TO-DO LIST –
[a] Which release of the game does the Shade review's header list?
[b] Rewrite the Shade review from "THIS IS NOT" to "AVAILABILITY: Freeware (GMD)", replacing "Inform standard" with "Inform library".

PASSAGE PROVIDED –

WARNING! SPOILERS BELOW FOR THE FOLLOWING GAME:
Shade
PROCEED NO FURTHER UNLESS YOU HAVE PLAYED THIS GAME!
THIS IS NOT A TEST! GENUINE SPOILERS TO FOLLOW!
LAST CHANCE TO AVOID SPOILAGE!
From: Duncan Stevens <dnrb SP@G starpower.net>
TITLE: Shade
AUTHOR: Andrew Plotkin
E-MAIL: erkyrath SP@G eblong.com
DATE: 2000
PARSER: Inform standard
SUPPORTS: Z-code interpreters
AVAILABILITY: Freeware (GMD)
URL: ftp://ftp.gmd.de/if-archive/games/zcode/shade.z5
VERSION: Release 3
Andrew Plotkin's Shade is a thoroughly creepy game, as you no doubt
already know if you're reading this, but it's also an unusual one--and
part of the reason it's so creepy is that it does things decidedly
contrary to IF players' expectations.
For one thing, there's the
changing-details-without-drawing-attention-to-the-change factor, namely
the hyacinth/spider/cactus. It's a particularly interesting choice
because the plant changes come amid a whole lot of other changes that
you are aware of--so it adds an air of uncertainty to the confusion, to
the extent that that makes sense. My initial impression, in fact, was
that there were more changes going on below my sight line; as it
happens, I was wrong, but the detail of the changing plant is enough to
give the player that feeling (i.e., that not only are things acting
funny, they're doing so behind your back as well as in front of your
nose). The book also gives you slightly different readings at different
times.
There's also that favorite of IF theorists (this one, anyway), the
player-PC relationship, which takes a few odd turns here. For the first
few items that crumble into sand, the player and the PC appear to be in
the same position--something like "huh?" As the apartment disintegrates,
there's an inevitable shift for the player--he/she sees the trend and
says, okay, to get the story's conclusion I'm going to have to seek out
more things to turn into sand, so bring it on. (I actually didn't
realize that the list adapted when I first played the game, so I was
reduced to wandering around the apartment poking and prodding things in
hopes that they'd turn into sand, which obviously heightened the effect
a bit.) What's interesting is that the PC's approach also changes to
follow suit--the PC appears to welcome the disintegration after a while,
find a certain perverse pleasure in watching everything crumble. To wit:
The toilet? Yes, it's the toilet's turn! You press the handle,
grinning maniacally. And indeed, the sand rushes down the sides of
the bowl.

EXTRACTED RECORDS –
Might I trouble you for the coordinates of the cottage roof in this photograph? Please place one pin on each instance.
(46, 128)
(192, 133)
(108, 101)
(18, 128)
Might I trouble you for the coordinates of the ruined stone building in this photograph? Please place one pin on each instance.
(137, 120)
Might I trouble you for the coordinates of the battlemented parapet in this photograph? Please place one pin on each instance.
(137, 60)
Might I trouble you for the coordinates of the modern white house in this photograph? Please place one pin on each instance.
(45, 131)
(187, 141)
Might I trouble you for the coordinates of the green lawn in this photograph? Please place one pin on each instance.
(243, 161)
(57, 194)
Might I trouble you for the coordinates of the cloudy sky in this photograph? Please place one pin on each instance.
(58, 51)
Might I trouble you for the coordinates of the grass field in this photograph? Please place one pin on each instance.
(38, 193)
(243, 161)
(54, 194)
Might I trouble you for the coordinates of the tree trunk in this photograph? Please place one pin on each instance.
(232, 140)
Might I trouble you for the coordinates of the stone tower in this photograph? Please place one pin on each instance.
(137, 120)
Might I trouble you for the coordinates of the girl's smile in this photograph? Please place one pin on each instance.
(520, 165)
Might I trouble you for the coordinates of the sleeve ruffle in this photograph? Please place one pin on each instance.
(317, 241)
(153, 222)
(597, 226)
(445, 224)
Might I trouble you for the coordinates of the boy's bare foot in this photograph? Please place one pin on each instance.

THE SOLUTIONS –
[a] Release 3

[b]
THIS IS NOT A TEST! GENUINE SPOILERS TO FOLLOW!
LAST CHANCE TO AVOID SPOILAGE!
From: Duncan Stevens <dnrb SP@G starpower.net>
TITLE: Shade
AUTHOR: Andrew Plotkin
E-MAIL: erkyrath SP@G eblong.com
DATE: 2000
PARSER: Inform library
SUPPORTS: Z-code interpreters
AVAILABILITY: Freeware (GMD)